**WORK TO BE COMPLETED:** Go through the material underneath and show every line where the string "fence" occurs.

**INFORMATION SHOWN:**

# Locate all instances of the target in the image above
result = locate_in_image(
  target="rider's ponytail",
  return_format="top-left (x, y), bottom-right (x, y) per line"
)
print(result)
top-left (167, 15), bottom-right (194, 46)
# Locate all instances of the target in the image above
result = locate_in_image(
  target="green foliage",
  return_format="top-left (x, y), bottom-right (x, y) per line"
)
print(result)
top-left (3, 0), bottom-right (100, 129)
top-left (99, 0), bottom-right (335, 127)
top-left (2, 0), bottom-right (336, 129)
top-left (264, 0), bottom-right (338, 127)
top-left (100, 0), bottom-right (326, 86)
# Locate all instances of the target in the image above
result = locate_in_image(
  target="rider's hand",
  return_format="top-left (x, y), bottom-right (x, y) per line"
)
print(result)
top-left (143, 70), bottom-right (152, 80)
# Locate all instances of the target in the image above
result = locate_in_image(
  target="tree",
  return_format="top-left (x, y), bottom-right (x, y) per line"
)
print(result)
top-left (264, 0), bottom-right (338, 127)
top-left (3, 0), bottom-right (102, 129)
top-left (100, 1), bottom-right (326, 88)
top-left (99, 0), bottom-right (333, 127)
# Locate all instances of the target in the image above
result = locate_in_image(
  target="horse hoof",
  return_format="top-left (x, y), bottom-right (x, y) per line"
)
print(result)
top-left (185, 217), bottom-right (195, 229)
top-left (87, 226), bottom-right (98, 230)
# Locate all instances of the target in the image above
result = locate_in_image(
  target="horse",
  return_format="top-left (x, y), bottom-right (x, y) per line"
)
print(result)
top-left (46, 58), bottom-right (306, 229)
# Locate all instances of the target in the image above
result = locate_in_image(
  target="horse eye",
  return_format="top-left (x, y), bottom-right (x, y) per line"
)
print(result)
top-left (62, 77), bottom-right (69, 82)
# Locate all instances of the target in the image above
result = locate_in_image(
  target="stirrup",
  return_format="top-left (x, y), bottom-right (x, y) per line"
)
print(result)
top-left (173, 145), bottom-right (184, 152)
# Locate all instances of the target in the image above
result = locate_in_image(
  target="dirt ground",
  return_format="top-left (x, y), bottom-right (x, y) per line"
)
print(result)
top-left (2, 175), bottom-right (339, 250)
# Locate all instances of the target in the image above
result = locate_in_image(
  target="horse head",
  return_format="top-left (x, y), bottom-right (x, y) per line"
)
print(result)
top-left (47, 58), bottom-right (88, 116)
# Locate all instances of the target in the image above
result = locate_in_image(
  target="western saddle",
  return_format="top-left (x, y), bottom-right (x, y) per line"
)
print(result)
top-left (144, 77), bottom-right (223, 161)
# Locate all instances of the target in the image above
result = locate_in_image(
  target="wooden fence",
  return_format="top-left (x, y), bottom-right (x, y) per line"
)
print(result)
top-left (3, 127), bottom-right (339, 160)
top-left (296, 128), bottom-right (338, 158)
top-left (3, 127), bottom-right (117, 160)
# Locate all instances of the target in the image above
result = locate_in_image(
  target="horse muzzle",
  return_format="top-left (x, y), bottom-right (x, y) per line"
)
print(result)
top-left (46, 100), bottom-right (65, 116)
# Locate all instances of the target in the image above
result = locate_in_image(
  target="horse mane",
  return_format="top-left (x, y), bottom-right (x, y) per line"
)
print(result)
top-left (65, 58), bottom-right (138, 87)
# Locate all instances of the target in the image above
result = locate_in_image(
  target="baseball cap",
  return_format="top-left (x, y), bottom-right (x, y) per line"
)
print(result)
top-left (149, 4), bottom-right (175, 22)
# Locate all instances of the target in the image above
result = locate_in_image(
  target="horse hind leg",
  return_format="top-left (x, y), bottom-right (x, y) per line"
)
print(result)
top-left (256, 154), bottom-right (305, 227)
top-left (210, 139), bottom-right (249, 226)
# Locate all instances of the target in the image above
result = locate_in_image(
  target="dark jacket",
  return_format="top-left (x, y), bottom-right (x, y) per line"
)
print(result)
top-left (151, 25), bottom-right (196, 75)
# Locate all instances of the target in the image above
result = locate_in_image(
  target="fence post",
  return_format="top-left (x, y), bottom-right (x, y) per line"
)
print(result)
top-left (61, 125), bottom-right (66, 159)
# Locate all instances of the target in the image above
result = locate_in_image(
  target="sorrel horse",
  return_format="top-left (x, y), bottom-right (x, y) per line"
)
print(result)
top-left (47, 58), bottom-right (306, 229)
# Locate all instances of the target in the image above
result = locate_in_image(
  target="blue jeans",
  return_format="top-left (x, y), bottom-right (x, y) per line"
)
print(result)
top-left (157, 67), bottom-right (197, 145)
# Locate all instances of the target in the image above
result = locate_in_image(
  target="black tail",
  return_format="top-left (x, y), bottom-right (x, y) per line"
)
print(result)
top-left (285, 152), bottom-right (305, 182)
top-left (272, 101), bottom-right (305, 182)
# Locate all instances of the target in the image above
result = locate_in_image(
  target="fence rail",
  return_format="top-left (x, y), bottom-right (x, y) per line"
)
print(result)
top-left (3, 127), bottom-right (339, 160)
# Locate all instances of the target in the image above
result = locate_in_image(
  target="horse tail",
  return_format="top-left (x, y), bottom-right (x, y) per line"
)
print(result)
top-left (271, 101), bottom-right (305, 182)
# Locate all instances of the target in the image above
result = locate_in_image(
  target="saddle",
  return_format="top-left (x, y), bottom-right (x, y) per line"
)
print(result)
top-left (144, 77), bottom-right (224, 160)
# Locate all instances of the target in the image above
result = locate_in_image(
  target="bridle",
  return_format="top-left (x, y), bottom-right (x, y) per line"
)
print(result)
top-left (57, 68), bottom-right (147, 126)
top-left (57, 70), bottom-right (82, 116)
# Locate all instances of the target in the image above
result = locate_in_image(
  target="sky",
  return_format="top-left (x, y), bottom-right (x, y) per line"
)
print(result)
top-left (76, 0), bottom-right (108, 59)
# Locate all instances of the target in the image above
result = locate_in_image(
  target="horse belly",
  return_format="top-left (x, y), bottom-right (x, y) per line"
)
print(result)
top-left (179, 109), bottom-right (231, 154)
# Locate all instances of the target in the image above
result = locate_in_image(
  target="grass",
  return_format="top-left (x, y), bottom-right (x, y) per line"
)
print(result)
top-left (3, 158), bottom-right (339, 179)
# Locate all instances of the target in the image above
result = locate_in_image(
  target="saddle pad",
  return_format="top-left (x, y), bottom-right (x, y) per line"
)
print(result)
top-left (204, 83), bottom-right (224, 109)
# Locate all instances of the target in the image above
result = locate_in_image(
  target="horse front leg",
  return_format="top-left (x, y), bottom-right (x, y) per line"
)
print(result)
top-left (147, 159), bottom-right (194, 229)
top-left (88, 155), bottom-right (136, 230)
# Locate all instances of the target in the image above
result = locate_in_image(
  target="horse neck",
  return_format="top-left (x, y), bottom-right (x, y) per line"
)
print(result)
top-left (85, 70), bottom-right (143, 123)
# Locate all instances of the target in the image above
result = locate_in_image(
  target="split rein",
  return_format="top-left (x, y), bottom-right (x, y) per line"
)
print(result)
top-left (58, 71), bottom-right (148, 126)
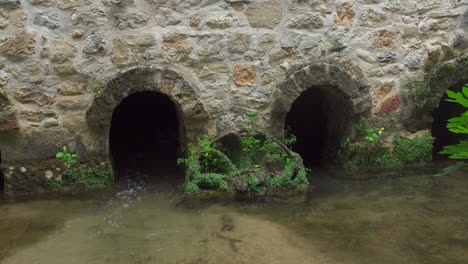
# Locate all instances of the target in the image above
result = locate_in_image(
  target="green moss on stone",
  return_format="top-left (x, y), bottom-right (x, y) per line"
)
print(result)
top-left (338, 134), bottom-right (434, 168)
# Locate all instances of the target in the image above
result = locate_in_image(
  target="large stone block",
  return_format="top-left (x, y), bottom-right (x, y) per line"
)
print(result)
top-left (246, 1), bottom-right (282, 29)
top-left (287, 13), bottom-right (324, 30)
top-left (10, 60), bottom-right (44, 84)
top-left (206, 12), bottom-right (239, 29)
top-left (1, 31), bottom-right (35, 57)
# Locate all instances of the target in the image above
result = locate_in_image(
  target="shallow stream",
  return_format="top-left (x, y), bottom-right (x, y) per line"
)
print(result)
top-left (1, 163), bottom-right (467, 264)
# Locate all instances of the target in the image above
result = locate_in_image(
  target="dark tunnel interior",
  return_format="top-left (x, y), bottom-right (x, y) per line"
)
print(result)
top-left (285, 86), bottom-right (352, 168)
top-left (0, 150), bottom-right (4, 193)
top-left (109, 91), bottom-right (183, 183)
top-left (432, 80), bottom-right (468, 159)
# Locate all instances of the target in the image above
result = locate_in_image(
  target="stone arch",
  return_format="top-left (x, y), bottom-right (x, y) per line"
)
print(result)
top-left (86, 66), bottom-right (210, 161)
top-left (402, 56), bottom-right (468, 157)
top-left (269, 60), bottom-right (371, 166)
top-left (403, 56), bottom-right (468, 133)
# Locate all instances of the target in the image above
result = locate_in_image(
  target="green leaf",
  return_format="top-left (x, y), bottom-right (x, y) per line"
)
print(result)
top-left (72, 154), bottom-right (78, 158)
top-left (56, 152), bottom-right (64, 158)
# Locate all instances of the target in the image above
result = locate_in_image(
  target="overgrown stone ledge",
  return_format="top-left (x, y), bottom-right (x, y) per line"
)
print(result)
top-left (178, 132), bottom-right (308, 194)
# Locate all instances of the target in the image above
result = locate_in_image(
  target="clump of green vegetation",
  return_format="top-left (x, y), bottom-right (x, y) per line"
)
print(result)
top-left (407, 80), bottom-right (432, 110)
top-left (338, 116), bottom-right (434, 167)
top-left (437, 84), bottom-right (468, 175)
top-left (91, 84), bottom-right (104, 96)
top-left (49, 146), bottom-right (113, 188)
top-left (178, 111), bottom-right (308, 194)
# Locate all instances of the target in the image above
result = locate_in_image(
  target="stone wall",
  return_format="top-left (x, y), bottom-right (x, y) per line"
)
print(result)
top-left (0, 0), bottom-right (467, 192)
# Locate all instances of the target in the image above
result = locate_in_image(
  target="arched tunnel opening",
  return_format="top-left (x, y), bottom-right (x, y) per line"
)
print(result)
top-left (109, 91), bottom-right (183, 183)
top-left (285, 86), bottom-right (352, 168)
top-left (432, 80), bottom-right (468, 159)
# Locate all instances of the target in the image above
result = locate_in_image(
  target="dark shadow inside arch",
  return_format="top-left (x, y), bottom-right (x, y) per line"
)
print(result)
top-left (109, 91), bottom-right (184, 184)
top-left (432, 80), bottom-right (468, 159)
top-left (285, 86), bottom-right (353, 168)
top-left (0, 150), bottom-right (3, 194)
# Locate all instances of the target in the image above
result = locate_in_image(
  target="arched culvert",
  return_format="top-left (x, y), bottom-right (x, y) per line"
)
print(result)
top-left (431, 80), bottom-right (468, 159)
top-left (285, 86), bottom-right (353, 167)
top-left (270, 61), bottom-right (371, 168)
top-left (110, 91), bottom-right (181, 181)
top-left (86, 67), bottom-right (210, 183)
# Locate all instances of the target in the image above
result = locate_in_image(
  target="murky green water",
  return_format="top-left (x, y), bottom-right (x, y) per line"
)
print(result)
top-left (1, 164), bottom-right (468, 264)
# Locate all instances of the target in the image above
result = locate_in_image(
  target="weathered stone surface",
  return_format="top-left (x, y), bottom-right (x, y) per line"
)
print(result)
top-left (1, 31), bottom-right (35, 57)
top-left (372, 30), bottom-right (397, 50)
top-left (56, 98), bottom-right (89, 111)
top-left (111, 34), bottom-right (156, 65)
top-left (190, 15), bottom-right (201, 29)
top-left (57, 81), bottom-right (88, 95)
top-left (10, 60), bottom-right (44, 83)
top-left (28, 0), bottom-right (53, 5)
top-left (50, 41), bottom-right (76, 63)
top-left (102, 0), bottom-right (133, 6)
top-left (34, 11), bottom-right (60, 29)
top-left (358, 9), bottom-right (389, 28)
top-left (257, 34), bottom-right (276, 54)
top-left (0, 110), bottom-right (18, 132)
top-left (206, 12), bottom-right (239, 29)
top-left (114, 12), bottom-right (147, 30)
top-left (0, 0), bottom-right (20, 8)
top-left (0, 70), bottom-right (7, 87)
top-left (161, 32), bottom-right (192, 63)
top-left (287, 12), bottom-right (324, 30)
top-left (71, 8), bottom-right (107, 26)
top-left (20, 109), bottom-right (57, 122)
top-left (356, 49), bottom-right (376, 63)
top-left (246, 1), bottom-right (282, 29)
top-left (377, 52), bottom-right (397, 64)
top-left (154, 7), bottom-right (181, 26)
top-left (228, 33), bottom-right (250, 54)
top-left (269, 48), bottom-right (298, 65)
top-left (83, 34), bottom-right (106, 54)
top-left (280, 31), bottom-right (303, 48)
top-left (233, 64), bottom-right (256, 86)
top-left (57, 0), bottom-right (90, 9)
top-left (381, 95), bottom-right (401, 113)
top-left (310, 0), bottom-right (332, 13)
top-left (333, 2), bottom-right (354, 29)
top-left (376, 81), bottom-right (395, 97)
top-left (72, 30), bottom-right (84, 38)
top-left (13, 87), bottom-right (50, 106)
top-left (198, 35), bottom-right (224, 57)
top-left (404, 53), bottom-right (423, 69)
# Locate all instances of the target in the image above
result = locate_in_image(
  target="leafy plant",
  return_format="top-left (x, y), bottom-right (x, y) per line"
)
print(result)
top-left (91, 84), bottom-right (104, 96)
top-left (52, 146), bottom-right (112, 188)
top-left (354, 116), bottom-right (384, 142)
top-left (178, 111), bottom-right (308, 194)
top-left (339, 117), bottom-right (434, 168)
top-left (437, 85), bottom-right (468, 175)
top-left (56, 146), bottom-right (78, 169)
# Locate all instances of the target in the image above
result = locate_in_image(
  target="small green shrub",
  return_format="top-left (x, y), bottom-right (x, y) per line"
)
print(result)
top-left (393, 134), bottom-right (434, 164)
top-left (51, 146), bottom-right (112, 188)
top-left (338, 128), bottom-right (434, 168)
top-left (178, 112), bottom-right (308, 194)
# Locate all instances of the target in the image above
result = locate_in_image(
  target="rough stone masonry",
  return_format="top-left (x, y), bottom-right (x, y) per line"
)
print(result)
top-left (0, 0), bottom-right (467, 192)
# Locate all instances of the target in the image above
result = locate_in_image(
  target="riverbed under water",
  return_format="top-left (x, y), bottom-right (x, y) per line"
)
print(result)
top-left (1, 163), bottom-right (467, 264)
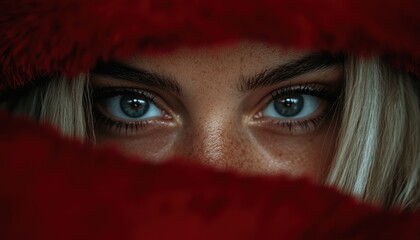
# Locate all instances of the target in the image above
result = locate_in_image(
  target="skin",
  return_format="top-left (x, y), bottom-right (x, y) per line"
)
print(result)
top-left (90, 42), bottom-right (343, 182)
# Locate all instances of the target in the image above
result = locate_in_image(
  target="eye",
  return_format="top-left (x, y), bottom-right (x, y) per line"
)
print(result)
top-left (263, 94), bottom-right (321, 119)
top-left (91, 87), bottom-right (172, 136)
top-left (254, 84), bottom-right (339, 134)
top-left (101, 93), bottom-right (162, 121)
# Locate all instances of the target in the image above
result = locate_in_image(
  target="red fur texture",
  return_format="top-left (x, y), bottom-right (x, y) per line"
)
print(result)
top-left (1, 1), bottom-right (420, 238)
top-left (1, 111), bottom-right (420, 239)
top-left (0, 0), bottom-right (419, 89)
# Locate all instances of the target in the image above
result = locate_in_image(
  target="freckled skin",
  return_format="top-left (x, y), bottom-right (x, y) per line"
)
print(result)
top-left (93, 42), bottom-right (342, 182)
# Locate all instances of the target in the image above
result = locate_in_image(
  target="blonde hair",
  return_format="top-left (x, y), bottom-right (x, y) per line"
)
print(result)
top-left (326, 57), bottom-right (420, 210)
top-left (2, 57), bottom-right (420, 209)
top-left (1, 75), bottom-right (92, 139)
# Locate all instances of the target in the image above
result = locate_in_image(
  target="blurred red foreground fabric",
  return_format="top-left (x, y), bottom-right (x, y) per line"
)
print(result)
top-left (0, 111), bottom-right (419, 239)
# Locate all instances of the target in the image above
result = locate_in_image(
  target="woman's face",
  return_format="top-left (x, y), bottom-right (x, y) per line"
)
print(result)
top-left (91, 42), bottom-right (343, 182)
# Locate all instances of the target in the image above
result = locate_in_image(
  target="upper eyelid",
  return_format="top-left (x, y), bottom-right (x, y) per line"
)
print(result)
top-left (269, 83), bottom-right (338, 100)
top-left (91, 87), bottom-right (157, 101)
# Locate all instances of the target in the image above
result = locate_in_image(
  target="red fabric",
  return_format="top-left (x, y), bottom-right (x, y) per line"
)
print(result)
top-left (1, 1), bottom-right (420, 238)
top-left (1, 112), bottom-right (420, 239)
top-left (1, 0), bottom-right (420, 89)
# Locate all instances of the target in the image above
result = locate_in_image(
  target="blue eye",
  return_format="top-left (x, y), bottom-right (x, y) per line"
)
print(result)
top-left (102, 93), bottom-right (162, 120)
top-left (263, 94), bottom-right (321, 119)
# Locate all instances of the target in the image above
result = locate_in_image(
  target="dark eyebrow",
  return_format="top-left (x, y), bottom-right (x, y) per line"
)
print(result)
top-left (91, 61), bottom-right (182, 95)
top-left (240, 52), bottom-right (344, 92)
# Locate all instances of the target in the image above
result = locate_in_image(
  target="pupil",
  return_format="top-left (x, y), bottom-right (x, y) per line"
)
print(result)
top-left (274, 95), bottom-right (304, 117)
top-left (120, 95), bottom-right (149, 118)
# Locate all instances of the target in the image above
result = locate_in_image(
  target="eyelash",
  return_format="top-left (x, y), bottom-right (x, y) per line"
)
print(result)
top-left (91, 87), bottom-right (165, 136)
top-left (259, 83), bottom-right (340, 133)
top-left (270, 84), bottom-right (337, 100)
top-left (91, 84), bottom-right (340, 136)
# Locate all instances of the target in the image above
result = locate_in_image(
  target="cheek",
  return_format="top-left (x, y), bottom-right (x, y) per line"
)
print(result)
top-left (249, 124), bottom-right (339, 182)
top-left (95, 128), bottom-right (338, 182)
top-left (94, 118), bottom-right (339, 182)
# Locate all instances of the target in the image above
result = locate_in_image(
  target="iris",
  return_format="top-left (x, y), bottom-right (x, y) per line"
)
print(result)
top-left (120, 95), bottom-right (149, 118)
top-left (273, 95), bottom-right (304, 117)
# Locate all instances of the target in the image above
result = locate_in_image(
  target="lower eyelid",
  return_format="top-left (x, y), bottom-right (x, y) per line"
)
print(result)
top-left (252, 96), bottom-right (333, 134)
top-left (252, 110), bottom-right (330, 135)
top-left (93, 108), bottom-right (174, 137)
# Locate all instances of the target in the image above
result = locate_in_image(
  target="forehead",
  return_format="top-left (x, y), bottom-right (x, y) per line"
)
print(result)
top-left (127, 42), bottom-right (308, 83)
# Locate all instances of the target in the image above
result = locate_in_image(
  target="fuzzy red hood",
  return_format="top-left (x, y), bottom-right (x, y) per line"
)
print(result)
top-left (0, 0), bottom-right (419, 90)
top-left (1, 0), bottom-right (420, 239)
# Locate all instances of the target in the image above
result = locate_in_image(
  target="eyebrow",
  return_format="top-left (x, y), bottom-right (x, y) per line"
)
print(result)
top-left (91, 61), bottom-right (182, 95)
top-left (239, 52), bottom-right (344, 92)
top-left (92, 53), bottom-right (343, 95)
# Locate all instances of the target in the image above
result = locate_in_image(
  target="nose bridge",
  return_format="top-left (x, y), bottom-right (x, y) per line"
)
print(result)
top-left (182, 114), bottom-right (246, 169)
top-left (173, 54), bottom-right (250, 168)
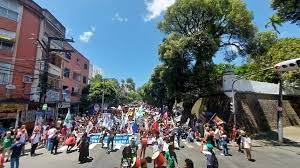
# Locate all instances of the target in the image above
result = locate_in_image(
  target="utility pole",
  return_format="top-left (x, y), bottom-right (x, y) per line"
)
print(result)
top-left (274, 58), bottom-right (300, 143)
top-left (101, 90), bottom-right (104, 113)
top-left (231, 79), bottom-right (239, 126)
top-left (277, 73), bottom-right (283, 143)
top-left (100, 78), bottom-right (114, 113)
top-left (37, 36), bottom-right (74, 107)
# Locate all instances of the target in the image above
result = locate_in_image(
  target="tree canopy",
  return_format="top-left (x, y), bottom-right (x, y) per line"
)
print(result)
top-left (141, 0), bottom-right (256, 116)
top-left (80, 75), bottom-right (141, 112)
top-left (271, 0), bottom-right (300, 26)
top-left (236, 32), bottom-right (300, 83)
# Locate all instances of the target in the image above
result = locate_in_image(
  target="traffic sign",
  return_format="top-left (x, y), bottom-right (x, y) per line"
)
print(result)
top-left (277, 106), bottom-right (283, 112)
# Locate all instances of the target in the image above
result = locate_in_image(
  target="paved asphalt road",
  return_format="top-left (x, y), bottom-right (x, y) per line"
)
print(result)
top-left (4, 140), bottom-right (300, 168)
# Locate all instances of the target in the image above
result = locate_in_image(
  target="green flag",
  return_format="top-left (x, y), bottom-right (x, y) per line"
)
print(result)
top-left (64, 108), bottom-right (72, 128)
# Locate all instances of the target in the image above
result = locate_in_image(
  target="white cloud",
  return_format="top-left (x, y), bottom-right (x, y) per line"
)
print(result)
top-left (144, 0), bottom-right (175, 21)
top-left (79, 26), bottom-right (96, 43)
top-left (229, 45), bottom-right (239, 54)
top-left (112, 13), bottom-right (128, 22)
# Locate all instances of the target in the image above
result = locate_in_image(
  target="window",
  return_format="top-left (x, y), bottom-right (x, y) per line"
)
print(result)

**RESULT BELOW:**
  target="wooden fence",
  target="fence post",
  target="fence rail",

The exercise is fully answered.